**Texto de origem:**

───

C – RISCOS QUÍMICOS:
Nas atividades em que existe a presença de gases anestésicos, vapores e poeiras tóxicos, tais como: centrais de esterilização, centro cirúrgico, preparo de quimioterapia, patologia clínica e medicina legal:
C.1 – MEDIDA DE PROTEÇÃO:
C 1.1 – Ventilação local exaustora, capelas com fluxo laminar e, na impossibilidade do controle eficaz dessa forma ou em caráter complementar, o uso de máscaras com filtros adequados.
D – RISCOS PSICOSSOCIAIS E AGENTES ERGONÔMICOS:
Nas atividades em que existam movimentos repetitivos e/ou posturas corporais inadequadas, grande demanda de atendimentos em condições penosas, altamente estressantes ou regimes de plantão de 12 e 24 horas:
D. 1 – MEDIDAS DE PROTEÇÃO:
D. 1.1 – Os profissionais de enfermagem deverão ter suas escalas diárias de trabalho elaboradas de forma que permitam pausas compensatórias em ambiente específico, amplo, arejado, provido de mobiliário adequado e com área útil compatível com a quantidade de profissionais diariamente em serviço, dotado ainda de conforto térmico e acústico adequado para repouso, alimentação, higiene pessoal e necessidades fisiológicas;
D. 1.2 – Os ambientes, tais como: centros cirúrgicos, prontos socorros e consultórios, deverão possuir um grau de iluminação, temperatura e acústica adequados às tarefas executadas.

───

**Exercício A:** Segundo o trecho sobre riscos químicos e psicossociais, em que situações se recorre ao uso de máscaras com filtros adequados?
**Exercício B:** Quais regimes de plantão o trecho sobre riscos químicos e psicossociais menciona?
**Exercício C:** Por favor, dê sequência ao trecho sobre riscos químicos e psicossociais, continuando após o item D. 1.2.

[Entradas da coleção]
───

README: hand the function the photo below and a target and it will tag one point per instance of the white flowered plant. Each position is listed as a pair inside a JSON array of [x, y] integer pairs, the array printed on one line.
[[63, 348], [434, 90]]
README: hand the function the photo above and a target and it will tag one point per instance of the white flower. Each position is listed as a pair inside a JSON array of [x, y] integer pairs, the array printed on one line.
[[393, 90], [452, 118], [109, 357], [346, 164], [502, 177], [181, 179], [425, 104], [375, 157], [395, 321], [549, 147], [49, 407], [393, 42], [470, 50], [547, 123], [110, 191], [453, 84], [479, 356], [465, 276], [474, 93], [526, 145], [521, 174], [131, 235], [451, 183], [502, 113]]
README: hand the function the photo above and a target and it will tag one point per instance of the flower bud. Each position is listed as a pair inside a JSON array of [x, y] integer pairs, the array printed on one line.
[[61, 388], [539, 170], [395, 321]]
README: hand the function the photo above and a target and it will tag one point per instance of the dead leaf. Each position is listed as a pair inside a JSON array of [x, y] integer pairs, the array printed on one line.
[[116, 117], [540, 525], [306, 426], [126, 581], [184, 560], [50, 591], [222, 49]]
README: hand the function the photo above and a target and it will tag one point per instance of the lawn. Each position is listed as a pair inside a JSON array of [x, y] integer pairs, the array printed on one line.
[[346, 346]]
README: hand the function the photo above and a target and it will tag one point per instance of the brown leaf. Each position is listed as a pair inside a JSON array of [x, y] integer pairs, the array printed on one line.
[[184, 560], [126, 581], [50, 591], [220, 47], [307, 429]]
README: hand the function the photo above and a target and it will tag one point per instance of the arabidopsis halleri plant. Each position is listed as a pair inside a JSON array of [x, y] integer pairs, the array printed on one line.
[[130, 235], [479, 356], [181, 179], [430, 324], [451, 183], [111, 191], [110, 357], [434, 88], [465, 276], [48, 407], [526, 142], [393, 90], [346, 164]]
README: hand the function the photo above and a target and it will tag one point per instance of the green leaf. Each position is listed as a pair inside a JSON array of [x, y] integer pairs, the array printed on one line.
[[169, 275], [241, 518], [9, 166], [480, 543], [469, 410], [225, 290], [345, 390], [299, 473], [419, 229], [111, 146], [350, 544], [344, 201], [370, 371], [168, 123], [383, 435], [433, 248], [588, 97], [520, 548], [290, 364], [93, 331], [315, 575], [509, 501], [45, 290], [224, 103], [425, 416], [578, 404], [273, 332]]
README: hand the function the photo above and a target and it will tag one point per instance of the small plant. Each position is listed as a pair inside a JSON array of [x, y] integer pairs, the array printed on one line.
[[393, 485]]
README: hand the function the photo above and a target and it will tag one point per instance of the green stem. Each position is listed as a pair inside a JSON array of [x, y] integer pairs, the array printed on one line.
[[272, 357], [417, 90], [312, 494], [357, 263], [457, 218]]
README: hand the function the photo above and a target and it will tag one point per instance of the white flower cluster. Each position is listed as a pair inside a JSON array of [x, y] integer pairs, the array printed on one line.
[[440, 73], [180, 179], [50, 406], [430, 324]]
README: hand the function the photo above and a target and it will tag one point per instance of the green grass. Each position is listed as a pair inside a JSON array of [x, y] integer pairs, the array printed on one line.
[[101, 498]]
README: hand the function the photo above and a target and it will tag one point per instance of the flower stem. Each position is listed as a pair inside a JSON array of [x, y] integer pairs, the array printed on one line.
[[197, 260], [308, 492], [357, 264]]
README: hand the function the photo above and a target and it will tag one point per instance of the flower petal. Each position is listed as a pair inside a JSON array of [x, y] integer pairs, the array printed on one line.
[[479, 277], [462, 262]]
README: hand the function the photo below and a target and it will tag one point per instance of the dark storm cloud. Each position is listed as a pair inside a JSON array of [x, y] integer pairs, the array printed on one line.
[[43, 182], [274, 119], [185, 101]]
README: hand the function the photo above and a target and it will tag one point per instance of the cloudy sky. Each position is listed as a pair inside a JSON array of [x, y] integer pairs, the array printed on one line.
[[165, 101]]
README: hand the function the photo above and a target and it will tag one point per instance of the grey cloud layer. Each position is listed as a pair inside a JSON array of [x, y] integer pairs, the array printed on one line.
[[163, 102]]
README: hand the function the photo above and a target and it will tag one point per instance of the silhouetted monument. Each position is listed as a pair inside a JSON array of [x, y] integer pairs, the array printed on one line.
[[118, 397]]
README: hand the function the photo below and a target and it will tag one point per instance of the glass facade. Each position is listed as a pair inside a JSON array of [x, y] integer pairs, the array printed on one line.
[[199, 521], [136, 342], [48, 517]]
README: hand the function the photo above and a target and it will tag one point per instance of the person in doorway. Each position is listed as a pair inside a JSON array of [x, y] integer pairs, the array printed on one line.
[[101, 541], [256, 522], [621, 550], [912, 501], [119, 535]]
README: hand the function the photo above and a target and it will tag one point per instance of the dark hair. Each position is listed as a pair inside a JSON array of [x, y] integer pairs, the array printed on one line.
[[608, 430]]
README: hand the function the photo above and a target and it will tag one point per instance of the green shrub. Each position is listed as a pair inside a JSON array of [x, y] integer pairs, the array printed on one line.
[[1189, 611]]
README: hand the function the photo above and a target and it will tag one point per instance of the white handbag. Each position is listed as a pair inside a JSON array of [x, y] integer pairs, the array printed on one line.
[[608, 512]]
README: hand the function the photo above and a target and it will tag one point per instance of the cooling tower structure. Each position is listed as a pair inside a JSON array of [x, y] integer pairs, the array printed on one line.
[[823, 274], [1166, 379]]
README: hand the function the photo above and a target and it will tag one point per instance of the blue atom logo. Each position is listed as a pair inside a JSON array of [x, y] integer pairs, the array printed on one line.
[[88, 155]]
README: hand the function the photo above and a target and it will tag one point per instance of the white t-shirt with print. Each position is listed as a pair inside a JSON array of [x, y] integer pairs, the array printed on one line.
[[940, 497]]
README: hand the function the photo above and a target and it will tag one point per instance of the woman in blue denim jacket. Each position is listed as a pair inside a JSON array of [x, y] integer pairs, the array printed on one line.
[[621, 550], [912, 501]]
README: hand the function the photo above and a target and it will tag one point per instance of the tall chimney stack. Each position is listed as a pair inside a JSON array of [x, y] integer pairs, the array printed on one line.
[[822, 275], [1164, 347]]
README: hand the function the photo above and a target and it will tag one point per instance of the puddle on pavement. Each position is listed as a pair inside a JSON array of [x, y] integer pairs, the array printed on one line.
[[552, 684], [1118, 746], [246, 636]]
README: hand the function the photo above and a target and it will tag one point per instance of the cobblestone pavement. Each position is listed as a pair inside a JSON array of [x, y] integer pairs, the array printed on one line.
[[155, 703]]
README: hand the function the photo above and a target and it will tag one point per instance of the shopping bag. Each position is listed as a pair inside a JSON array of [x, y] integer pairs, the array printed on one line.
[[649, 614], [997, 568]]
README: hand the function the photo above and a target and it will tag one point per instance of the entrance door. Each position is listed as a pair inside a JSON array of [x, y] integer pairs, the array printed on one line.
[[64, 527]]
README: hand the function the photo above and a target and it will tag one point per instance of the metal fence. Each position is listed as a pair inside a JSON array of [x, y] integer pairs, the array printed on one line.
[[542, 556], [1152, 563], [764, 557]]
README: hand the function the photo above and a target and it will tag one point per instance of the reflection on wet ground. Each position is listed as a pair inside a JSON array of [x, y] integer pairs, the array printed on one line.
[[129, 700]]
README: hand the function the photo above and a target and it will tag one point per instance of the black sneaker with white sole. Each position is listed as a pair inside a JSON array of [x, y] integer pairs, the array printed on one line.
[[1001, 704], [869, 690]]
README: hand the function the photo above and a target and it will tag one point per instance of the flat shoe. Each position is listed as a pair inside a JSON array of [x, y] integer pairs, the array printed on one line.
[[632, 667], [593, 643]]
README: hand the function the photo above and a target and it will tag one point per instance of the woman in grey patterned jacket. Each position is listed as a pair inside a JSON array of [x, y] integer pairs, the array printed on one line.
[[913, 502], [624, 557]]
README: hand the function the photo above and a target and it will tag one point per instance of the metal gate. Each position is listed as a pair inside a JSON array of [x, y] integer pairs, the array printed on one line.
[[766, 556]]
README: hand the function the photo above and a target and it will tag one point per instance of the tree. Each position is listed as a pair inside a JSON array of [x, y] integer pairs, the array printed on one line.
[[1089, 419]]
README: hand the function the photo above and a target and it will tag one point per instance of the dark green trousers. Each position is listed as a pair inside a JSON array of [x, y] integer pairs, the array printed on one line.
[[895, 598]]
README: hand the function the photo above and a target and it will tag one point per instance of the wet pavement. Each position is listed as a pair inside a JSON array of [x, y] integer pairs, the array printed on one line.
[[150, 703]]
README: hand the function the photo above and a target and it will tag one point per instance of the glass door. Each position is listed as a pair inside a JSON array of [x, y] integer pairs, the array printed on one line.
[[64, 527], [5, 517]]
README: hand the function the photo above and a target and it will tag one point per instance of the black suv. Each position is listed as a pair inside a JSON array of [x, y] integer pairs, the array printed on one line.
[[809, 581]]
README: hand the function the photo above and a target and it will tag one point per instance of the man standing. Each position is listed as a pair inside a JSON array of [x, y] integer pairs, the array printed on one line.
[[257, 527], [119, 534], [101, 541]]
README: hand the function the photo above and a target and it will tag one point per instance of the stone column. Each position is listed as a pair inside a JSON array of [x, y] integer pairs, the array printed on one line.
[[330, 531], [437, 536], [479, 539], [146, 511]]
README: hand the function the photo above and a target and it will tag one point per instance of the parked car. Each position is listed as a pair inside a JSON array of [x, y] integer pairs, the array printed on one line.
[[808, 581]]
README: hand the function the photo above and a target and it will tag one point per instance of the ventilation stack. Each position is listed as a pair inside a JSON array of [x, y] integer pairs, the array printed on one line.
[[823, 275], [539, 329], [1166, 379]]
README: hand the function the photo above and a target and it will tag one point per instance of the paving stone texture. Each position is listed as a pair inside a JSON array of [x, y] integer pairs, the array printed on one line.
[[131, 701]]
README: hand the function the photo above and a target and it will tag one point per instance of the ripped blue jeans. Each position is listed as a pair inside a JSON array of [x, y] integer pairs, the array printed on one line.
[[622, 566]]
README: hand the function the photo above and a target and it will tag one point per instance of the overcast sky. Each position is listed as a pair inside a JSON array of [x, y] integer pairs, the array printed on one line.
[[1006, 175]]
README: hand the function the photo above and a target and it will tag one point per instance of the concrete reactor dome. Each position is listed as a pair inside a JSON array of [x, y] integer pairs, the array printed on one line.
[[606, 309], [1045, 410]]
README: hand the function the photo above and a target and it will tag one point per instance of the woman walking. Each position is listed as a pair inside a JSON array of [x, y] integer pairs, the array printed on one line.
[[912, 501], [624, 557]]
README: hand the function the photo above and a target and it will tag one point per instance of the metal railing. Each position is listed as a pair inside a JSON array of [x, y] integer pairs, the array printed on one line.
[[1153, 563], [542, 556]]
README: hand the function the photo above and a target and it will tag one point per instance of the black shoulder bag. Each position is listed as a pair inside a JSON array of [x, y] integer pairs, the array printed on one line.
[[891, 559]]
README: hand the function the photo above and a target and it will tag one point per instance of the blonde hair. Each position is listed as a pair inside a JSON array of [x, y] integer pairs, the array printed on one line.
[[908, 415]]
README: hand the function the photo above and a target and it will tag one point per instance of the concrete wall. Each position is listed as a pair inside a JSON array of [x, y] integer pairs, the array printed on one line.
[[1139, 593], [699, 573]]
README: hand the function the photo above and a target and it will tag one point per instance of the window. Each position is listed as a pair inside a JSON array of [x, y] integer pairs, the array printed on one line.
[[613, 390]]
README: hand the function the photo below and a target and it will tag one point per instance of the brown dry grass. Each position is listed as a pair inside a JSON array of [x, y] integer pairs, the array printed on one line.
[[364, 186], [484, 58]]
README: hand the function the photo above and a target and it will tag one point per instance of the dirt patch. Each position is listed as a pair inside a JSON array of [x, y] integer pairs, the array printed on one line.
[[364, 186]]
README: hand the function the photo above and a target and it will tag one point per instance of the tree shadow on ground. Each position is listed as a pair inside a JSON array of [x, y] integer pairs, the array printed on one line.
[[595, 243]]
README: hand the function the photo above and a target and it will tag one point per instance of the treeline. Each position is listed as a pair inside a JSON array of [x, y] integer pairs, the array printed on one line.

───

**Resposta do exercício A:** As máscaras com filtros adequados são usadas quando não é possível um controle eficaz por meio da ventilação local exaustora e das capelas com fluxo laminar. Também podem ser usadas em caráter complementar a essas medidas.

**Resposta do exercício B:** Os regimes de plantão de 12 e 24 horas.

**Resposta do exercício C:**
D. 2 – MEDIDAS COMPLEMENTARES:
D. 2.1 – Serviços de pronto socorro geral e/ou psiquiátrico deverão contar com pessoal preparado e treinado para a adequada contenção de pacientes agitados e/ou agressivos;
D. 2.2 – Em locais de trabalho sabidamente violentos e que exponham a risco a integridade física dos profissionais de enfermagem no atendimento de pronto-socorro, deverá haver a manutenção de profissionais da área de segurança, pública ou privada.
2 – Estando a profissional de enfermagem em período de gestação, deverá ser garantida, à mesma, a não atuação em áreas de risco à saúde materno-fetal, e garantida a proteção efetiva nas atividades habituais.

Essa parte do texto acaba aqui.